* _TASK DETAILS_: Type out the entries below again, character for character.

** Opening RECORDS TO PROCESS block **

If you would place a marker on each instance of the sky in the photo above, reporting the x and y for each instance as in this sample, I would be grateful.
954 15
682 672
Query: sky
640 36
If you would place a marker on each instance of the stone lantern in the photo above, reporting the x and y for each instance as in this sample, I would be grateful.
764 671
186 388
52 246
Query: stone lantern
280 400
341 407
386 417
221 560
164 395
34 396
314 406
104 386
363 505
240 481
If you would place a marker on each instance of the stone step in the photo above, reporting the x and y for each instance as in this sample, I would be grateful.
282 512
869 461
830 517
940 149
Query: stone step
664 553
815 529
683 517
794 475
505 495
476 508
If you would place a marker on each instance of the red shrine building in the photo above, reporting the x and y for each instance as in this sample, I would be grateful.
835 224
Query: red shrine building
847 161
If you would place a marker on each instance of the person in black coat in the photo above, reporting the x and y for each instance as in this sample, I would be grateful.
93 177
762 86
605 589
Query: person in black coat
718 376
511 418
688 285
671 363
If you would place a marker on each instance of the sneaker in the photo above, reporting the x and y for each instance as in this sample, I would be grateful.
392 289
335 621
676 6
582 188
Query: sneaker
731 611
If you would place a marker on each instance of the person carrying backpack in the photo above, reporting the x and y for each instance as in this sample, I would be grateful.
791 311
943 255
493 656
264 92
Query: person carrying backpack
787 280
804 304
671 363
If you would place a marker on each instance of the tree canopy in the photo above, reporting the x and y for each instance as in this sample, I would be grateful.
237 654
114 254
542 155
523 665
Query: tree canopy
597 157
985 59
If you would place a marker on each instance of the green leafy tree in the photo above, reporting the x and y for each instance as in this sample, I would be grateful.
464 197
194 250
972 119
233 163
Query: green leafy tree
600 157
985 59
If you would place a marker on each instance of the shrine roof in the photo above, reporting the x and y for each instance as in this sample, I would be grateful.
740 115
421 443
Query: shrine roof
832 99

** Closing RECORDS TO PROCESS block **

* _TASK ANSWER_:
If you would place a marker on each instance of the sky in the photo above, reporting the x and y for each instance as in this sample, I would be grateful.
954 15
682 672
Query: sky
640 36
If you would place a marker on each instance of the stone lantern in the photo above, reporting the x and y for each instance as in this sample, I would be grateful.
764 671
186 388
52 246
Query: stone lantern
280 400
341 407
386 417
221 560
164 395
34 396
314 406
104 386
363 505
240 481
If you would place a marker on each instance of the stone step in the photo above, reporting the x and y for each instance as in this sample, I would be grateful.
282 512
869 461
830 517
940 149
Query: stone step
664 553
815 529
683 517
794 475
505 495
476 508
If you would place a marker on each instance of the red shrine building in the photo above, reporting the x and y for each instance as in this sample, I would be grateful.
835 224
Query: red shrine building
847 161
If you would place a marker on each instance of the person in black coat in the photo above, reporting the x and y for each instance as in this sample, I would be grateful.
93 177
762 86
605 589
Query: person in black coat
718 376
511 418
688 285
671 363
If you would place a marker on each instance of the sneaker in the photo above, reporting the x and y for each instance as in this sample, I would be grateful.
392 289
335 621
676 6
582 188
Query: sneaker
731 611
If you would place a marker on each instance of the person carrying backpack in the photo above, reporting the x and y for each instance as in this sample, I would be grateful.
791 311
943 255
493 656
264 92
Query: person carrying backpack
787 280
804 304
671 363
If you would place a marker on each instance of the tree canopy in the photo above, reporting the x and y for each instance as in this sample, I would be grateful.
237 654
114 254
542 155
523 665
Query: tree canopy
597 157
985 59
If you would place a marker on each instance of the green leafy tree in the photo above, reporting the x and y for each instance as in this sample, I would be grateful.
464 197
194 250
972 119
233 163
Query: green leafy tree
600 157
985 59
If you would place a marker on each instance of the shrine roof in the photo above, reporting the x and y for each instance as in this sample, I would be grateful.
740 115
421 443
Query: shrine roof
832 99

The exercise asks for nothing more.